##### THE RECORDS #####

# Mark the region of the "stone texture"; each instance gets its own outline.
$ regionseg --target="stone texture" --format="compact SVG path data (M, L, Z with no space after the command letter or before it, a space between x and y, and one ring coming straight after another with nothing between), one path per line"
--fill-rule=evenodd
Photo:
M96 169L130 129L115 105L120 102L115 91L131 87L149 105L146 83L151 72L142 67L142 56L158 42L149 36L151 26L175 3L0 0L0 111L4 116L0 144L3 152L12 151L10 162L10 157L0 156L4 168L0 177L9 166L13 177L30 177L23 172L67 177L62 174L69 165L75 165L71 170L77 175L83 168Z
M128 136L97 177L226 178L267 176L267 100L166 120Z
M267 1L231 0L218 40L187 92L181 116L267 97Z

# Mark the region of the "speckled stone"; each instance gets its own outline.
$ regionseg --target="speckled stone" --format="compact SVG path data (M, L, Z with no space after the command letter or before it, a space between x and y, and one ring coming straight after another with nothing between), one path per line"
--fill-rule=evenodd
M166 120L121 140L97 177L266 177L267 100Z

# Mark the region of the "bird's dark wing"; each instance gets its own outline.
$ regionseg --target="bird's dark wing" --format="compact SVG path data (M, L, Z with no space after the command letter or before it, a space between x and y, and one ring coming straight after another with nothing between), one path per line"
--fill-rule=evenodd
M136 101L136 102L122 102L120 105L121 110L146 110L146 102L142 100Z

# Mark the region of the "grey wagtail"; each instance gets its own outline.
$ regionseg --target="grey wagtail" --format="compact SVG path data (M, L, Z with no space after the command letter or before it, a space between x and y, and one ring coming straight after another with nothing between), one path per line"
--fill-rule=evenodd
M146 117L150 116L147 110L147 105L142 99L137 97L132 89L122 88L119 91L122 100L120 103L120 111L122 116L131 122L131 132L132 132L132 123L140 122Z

#####

Copy the records above word for word, covering all of them from start to finish.

CORRECT OUTPUT:
# Mark the region of the "stone texture"; each instance gets its own outline.
$ regionseg --target="stone texture" --format="compact SVG path data (M, L, Z with no space after the command letter or before it, a space between x and y, and one ring coming straight after another with nothing between), one path per line"
--fill-rule=evenodd
Photo:
M96 169L130 129L115 105L120 102L115 91L131 87L149 105L146 83L151 72L142 67L142 56L158 42L149 36L151 26L175 3L0 0L0 111L4 116L0 144L3 152L12 151L10 162L10 157L0 156L4 168L0 177L9 166L13 177L30 177L23 172L67 177L62 174L69 165L75 165L71 170L77 175L83 168Z
M128 136L97 177L226 178L267 176L267 100L166 120Z
M267 1L231 0L218 40L187 92L181 116L267 97Z

# Mark the region of the "speckled stone"; each instance gets its own outline.
$ regionseg --target="speckled stone" --format="compact SVG path data (M, L, Z with no space after the command letter or before it, a space between x and y, and one ring coming straight after another with nothing between), one path per line"
--fill-rule=evenodd
M166 120L121 140L97 177L266 177L267 100Z

# Mark the region of the "bird's dark wing"; each instance gets its own outline.
$ regionseg --target="bird's dark wing" --format="compact SVG path data (M, L, Z with no space after the command letter or before it, a space between x and y, and one ring coming straight after another with nothing between), one path per line"
--fill-rule=evenodd
M136 101L136 102L122 102L120 105L121 110L146 110L146 102L142 100Z

# Mark the region of the "grey wagtail"; each instance gets its own outline.
$ regionseg --target="grey wagtail" --format="compact SVG path data (M, L, Z with no space after the command letter or before it, a space between x and y, and one ring coming straight after another with nothing between), one path per line"
--fill-rule=evenodd
M146 117L150 116L147 110L147 105L142 99L137 97L132 89L122 88L119 91L122 100L120 103L120 111L122 116L131 122L131 132L132 132L132 123L140 122Z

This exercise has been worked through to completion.